**Exercise:** Render the lines below as a JSON array of strings, one string per line, omitting any blank lines.

**Supplied information:**
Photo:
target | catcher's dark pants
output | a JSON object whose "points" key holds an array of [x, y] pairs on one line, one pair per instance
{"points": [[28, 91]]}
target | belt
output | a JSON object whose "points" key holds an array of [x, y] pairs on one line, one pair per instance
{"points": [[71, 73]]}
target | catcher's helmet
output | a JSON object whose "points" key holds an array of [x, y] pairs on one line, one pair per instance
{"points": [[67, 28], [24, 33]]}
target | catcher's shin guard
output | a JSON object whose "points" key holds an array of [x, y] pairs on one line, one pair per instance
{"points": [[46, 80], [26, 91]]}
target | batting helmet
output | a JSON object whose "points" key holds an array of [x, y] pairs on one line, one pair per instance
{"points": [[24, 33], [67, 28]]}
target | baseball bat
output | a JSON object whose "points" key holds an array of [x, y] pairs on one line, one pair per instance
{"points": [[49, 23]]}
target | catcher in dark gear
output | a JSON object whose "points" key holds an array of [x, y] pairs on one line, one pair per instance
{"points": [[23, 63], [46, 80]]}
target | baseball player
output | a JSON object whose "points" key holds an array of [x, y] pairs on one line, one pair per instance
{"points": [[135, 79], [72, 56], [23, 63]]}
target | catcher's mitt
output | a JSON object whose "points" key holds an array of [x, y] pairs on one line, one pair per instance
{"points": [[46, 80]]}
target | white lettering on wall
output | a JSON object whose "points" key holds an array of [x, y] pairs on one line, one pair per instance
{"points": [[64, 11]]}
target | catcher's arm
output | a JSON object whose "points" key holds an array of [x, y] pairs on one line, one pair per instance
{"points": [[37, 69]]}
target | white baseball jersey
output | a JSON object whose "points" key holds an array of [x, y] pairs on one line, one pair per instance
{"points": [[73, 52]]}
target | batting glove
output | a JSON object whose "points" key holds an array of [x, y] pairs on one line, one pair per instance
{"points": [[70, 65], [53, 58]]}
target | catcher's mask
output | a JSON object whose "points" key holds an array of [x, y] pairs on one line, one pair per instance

**Answer to the exercise:**
[
  "Photo:",
  "target | catcher's dark pants",
  "output | a JSON object whose \"points\" key holds an array of [x, y] pairs on one line, one pair per instance",
  "{\"points\": [[28, 91]]}",
  "target | belt",
  "output | a JSON object whose \"points\" key holds an array of [x, y] pairs on one line, one pair per instance",
  "{\"points\": [[71, 73]]}",
  "target | catcher's helmet",
  "output | a JSON object whose \"points\" key holds an array of [x, y] pairs on one line, one pair per instance",
  "{\"points\": [[67, 28], [24, 33]]}",
  "target | catcher's shin guard",
  "output | a JSON object whose \"points\" key holds an array of [x, y] pairs on one line, one pair per instance",
  "{\"points\": [[46, 80], [26, 91]]}",
  "target | batting helmet",
  "output | a JSON object whose \"points\" key holds an array of [x, y] pairs on one line, one pair per instance",
  "{\"points\": [[24, 33], [67, 28]]}",
  "target | baseball bat",
  "output | a JSON object whose \"points\" key holds an array of [x, y] pairs on one line, one pair per instance",
  "{\"points\": [[49, 23]]}",
  "target | catcher in dark gear",
  "output | a JSON object whose \"points\" key holds an array of [x, y] pairs on one line, one pair per instance",
  "{\"points\": [[23, 63], [46, 80]]}",
  "target | baseball player",
  "output | a JSON object whose \"points\" key holds an array of [x, y] pairs on one line, one pair per instance",
  "{\"points\": [[135, 79], [72, 56], [23, 63]]}",
  "target | catcher's mitt",
  "output | a JSON object whose \"points\" key holds an array of [x, y] pairs on one line, one pair per instance",
  "{\"points\": [[46, 80]]}",
  "target | white lettering on wall",
  "output | a JSON object whose \"points\" key holds an array of [x, y] pairs on one line, one pair per instance",
  "{\"points\": [[64, 11]]}",
  "target | catcher's arm",
  "output | a JSON object whose \"points\" key holds an array of [x, y] pairs on one line, one pair per instance",
  "{\"points\": [[37, 69]]}",
  "target | white baseball jersey",
  "output | a JSON object whose \"points\" key holds an array of [x, y] pairs on one line, one pair per instance",
  "{\"points\": [[73, 52]]}",
  "target | batting glove",
  "output | a JSON object whose \"points\" key holds an array of [x, y] pairs on one line, one pair per instance",
  "{\"points\": [[70, 65], [53, 58]]}",
  "target | catcher's mask",
  "output | a JSON object whose \"points\" key holds an array of [x, y] pairs on one line, one pair per instance"
]